### PAGE EXTRACT
= = = =

Clearly, however, even with an iPhone camera, my children are aware of the device and its presence in their lives. I do not photograph my children as much as it may seem. In the late fall and winter I very rarely take photos. If I look at my camera roll now, until very recently I had only taken photos of them 3 times since December. I do a lot of recycling. I pull old photos that I never shared or repost favourites with new captions. During the more temperate seasons in late spring, summer, and early fall I do photograph the children more often, but only when they are unaware or okay with it. My style of photography and the photos I like are un-posed, organic and capture something authentic, in this sense my photography excels when the children aren’t aware that I’m taking pictures. I also make a clear decision not to photograph them every day or to capture all their moments in digital form. I can write more on this in a subsequent post if there is interest.

There you have it: a little social media minimalism for you. You really don’t need to be on social media all the time to stay connected and engaged in a community, you won’t lose real friends or real community. Maybe some fickle people will leave you behind. You don’t need them! As I have experienced, I can still find lots of inspiration by way of images, captions and conversation on Instagram without having to digest it all. I haven’t lost any real friends for it or my sense of being supported by a virtual tribe of like-minded people. You can design your relationship with social media to be what you need and what adds to your life, rather than letting it suck away the time in your life.

What can you do if you are a stay at home parent?

= = = =

### COLLECTED MATERIAL
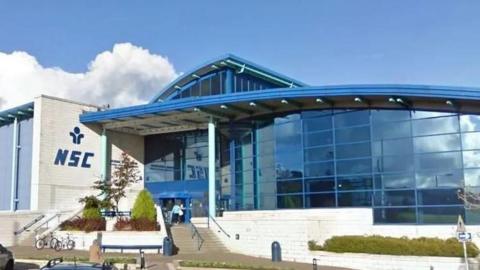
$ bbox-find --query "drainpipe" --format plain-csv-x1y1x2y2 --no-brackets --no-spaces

= = = =

### EXERCISE INSTRUCTIONS
1 – From the passage on social media minimalism, print everything from "There you have" down to "at home parent?", reproducing the words verbatim.
2 – List every means the passage on social media minimalism names by which the writer can still find inspiration on Instagram.

### ANSWERS TO THE PROBLEMS
1 –
There you have it: a little social media minimalism for you. You really don’t need to be on social media all the time to stay connected and engaged in a community, you won’t lose real friends or real community. Maybe some fickle people will leave you behind. You don’t need them! As I have experienced, I can still find lots of inspiration by way of images, captions and conversation on Instagram without having to digest it all. I haven’t lost any real friends for it or my sense of being supported by a virtual tribe of like-minded people. You can design your relationship with social media to be what you need and what adds to your life, rather than letting it suck away the time in your life.

What can you do if you are a stay at home parent?

2 –
- images
- captions
- conversation